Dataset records
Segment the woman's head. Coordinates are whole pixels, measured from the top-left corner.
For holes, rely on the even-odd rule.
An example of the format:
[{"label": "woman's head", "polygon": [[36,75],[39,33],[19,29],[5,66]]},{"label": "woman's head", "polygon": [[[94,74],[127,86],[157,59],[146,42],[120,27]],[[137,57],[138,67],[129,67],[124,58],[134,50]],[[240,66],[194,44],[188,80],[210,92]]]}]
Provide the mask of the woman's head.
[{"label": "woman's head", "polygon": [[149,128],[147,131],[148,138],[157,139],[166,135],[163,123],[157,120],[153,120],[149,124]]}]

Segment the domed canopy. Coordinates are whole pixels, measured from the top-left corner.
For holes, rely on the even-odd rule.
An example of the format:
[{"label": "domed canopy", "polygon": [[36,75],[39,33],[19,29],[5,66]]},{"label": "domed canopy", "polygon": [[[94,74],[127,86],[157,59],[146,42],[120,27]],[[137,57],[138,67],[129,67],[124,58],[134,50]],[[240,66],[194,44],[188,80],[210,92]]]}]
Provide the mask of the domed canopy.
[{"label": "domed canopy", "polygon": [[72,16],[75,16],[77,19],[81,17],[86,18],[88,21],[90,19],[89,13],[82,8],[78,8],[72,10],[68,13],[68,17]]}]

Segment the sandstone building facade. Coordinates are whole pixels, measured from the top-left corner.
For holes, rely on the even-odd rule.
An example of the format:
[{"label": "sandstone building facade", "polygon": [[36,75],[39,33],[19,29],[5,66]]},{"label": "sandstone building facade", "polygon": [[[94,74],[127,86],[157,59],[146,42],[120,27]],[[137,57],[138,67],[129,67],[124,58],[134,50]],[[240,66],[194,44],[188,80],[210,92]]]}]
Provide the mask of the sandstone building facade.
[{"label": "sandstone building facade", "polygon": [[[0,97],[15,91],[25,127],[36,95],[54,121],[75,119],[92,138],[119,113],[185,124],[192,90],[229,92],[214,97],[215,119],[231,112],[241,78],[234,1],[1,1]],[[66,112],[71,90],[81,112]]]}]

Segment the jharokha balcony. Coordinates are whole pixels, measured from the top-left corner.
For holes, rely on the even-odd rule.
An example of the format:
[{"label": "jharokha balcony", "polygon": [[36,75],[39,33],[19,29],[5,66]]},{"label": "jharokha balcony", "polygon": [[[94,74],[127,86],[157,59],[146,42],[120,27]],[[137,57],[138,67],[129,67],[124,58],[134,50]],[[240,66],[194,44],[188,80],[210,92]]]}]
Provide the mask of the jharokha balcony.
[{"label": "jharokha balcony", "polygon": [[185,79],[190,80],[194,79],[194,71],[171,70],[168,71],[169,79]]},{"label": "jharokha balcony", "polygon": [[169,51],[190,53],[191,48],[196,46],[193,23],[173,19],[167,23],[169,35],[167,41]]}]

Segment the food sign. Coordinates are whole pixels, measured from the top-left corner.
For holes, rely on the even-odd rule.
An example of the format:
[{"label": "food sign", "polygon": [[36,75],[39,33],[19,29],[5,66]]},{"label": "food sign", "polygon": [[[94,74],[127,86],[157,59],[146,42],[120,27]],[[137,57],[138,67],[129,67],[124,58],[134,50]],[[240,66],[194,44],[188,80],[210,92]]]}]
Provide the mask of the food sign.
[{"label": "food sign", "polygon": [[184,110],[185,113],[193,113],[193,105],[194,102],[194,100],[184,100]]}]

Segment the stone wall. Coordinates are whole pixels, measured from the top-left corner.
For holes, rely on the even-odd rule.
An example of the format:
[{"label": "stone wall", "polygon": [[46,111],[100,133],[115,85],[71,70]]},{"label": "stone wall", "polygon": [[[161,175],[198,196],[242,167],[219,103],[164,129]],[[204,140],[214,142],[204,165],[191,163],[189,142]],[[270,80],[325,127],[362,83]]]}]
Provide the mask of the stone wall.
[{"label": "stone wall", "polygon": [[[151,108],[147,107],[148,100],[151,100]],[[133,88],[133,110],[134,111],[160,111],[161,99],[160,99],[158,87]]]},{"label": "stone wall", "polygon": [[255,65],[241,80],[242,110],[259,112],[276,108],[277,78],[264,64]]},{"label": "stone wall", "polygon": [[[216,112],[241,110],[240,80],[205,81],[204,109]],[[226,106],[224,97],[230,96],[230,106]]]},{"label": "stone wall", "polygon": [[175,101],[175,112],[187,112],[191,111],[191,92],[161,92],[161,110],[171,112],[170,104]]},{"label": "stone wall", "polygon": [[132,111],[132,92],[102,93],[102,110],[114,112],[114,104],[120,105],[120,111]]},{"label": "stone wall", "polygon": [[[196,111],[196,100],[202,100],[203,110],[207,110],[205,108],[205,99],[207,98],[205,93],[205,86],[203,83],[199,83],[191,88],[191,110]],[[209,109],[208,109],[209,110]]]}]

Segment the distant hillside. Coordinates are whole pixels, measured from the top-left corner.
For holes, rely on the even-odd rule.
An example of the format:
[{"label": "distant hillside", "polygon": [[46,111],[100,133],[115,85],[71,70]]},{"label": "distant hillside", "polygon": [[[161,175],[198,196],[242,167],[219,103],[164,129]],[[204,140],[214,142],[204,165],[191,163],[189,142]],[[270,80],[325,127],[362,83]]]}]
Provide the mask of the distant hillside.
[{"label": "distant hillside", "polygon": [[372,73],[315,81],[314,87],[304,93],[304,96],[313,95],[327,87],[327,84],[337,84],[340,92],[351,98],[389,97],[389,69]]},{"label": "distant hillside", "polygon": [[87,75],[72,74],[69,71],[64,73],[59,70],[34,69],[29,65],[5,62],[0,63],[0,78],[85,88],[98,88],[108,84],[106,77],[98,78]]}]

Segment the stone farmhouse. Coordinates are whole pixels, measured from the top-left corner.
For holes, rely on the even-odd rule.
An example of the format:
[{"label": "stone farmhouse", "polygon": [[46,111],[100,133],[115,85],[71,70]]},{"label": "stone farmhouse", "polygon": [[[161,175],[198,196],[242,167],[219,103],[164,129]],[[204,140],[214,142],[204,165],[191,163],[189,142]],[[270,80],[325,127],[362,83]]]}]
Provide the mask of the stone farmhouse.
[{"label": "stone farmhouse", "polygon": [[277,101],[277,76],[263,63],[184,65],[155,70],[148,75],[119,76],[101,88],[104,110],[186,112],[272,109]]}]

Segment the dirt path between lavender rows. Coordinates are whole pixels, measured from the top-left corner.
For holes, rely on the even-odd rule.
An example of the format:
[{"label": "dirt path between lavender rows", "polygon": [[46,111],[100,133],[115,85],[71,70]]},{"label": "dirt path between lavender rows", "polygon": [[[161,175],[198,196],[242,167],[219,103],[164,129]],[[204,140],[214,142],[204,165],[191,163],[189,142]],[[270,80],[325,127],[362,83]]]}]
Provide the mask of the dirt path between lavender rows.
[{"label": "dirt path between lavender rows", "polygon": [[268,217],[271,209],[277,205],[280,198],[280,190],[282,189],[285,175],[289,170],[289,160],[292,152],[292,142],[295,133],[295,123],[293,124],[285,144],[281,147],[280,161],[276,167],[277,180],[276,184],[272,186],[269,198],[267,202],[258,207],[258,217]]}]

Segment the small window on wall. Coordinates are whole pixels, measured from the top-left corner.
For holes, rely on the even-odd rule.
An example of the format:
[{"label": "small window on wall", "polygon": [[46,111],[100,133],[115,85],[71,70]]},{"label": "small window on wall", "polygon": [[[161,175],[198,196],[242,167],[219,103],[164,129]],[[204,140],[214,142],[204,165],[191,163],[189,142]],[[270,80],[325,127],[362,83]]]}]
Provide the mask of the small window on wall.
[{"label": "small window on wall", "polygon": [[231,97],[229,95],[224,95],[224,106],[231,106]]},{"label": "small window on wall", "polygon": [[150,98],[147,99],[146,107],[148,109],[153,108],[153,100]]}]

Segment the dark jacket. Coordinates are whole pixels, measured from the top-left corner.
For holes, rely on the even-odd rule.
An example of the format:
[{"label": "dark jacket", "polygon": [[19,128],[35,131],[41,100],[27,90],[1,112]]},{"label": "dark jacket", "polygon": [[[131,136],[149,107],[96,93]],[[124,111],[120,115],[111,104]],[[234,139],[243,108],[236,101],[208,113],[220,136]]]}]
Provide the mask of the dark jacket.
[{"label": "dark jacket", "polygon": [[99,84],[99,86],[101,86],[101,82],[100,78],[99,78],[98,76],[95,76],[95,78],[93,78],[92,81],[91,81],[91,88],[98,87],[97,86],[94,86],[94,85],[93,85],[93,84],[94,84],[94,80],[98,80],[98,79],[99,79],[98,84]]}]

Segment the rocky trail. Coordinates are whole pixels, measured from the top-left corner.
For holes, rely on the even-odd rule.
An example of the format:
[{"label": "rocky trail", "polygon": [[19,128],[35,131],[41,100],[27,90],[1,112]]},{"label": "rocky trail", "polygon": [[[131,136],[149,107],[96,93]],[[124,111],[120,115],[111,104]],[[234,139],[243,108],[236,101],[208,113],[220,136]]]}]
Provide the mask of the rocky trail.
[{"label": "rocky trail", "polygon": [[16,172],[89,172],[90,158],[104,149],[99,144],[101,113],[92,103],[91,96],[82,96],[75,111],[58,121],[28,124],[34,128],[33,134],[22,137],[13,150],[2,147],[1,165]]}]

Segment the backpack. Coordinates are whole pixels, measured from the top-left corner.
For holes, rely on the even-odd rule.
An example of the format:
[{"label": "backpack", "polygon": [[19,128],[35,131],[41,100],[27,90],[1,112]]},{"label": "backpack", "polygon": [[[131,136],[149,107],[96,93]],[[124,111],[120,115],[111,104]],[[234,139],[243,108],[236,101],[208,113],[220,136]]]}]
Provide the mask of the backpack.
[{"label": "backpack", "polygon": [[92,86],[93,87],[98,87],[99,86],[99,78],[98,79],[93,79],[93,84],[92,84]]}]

» **WORK TO DO**: Please return every line of the rows above that contains the word "lavender", matching case exactly.

» **EXERCISE OUTPUT**:
Segment the dirt path between lavender rows. Coordinates are whole pixels, measured from the top-left corner.
[{"label": "dirt path between lavender rows", "polygon": [[46,111],[100,133],[115,85],[71,70]]},{"label": "dirt path between lavender rows", "polygon": [[[161,175],[198,196],[242,167],[219,103],[164,129]],[[204,140],[214,142],[204,165],[191,163],[189,142]],[[270,80],[325,127],[362,83]]]}]
Provide the mask of the dirt path between lavender rows.
[{"label": "dirt path between lavender rows", "polygon": [[268,217],[271,209],[277,205],[280,198],[280,190],[282,189],[285,175],[289,170],[289,160],[292,152],[292,142],[295,133],[295,123],[293,124],[285,144],[281,147],[280,161],[276,167],[277,180],[276,184],[272,186],[269,198],[267,202],[258,207],[258,217]]}]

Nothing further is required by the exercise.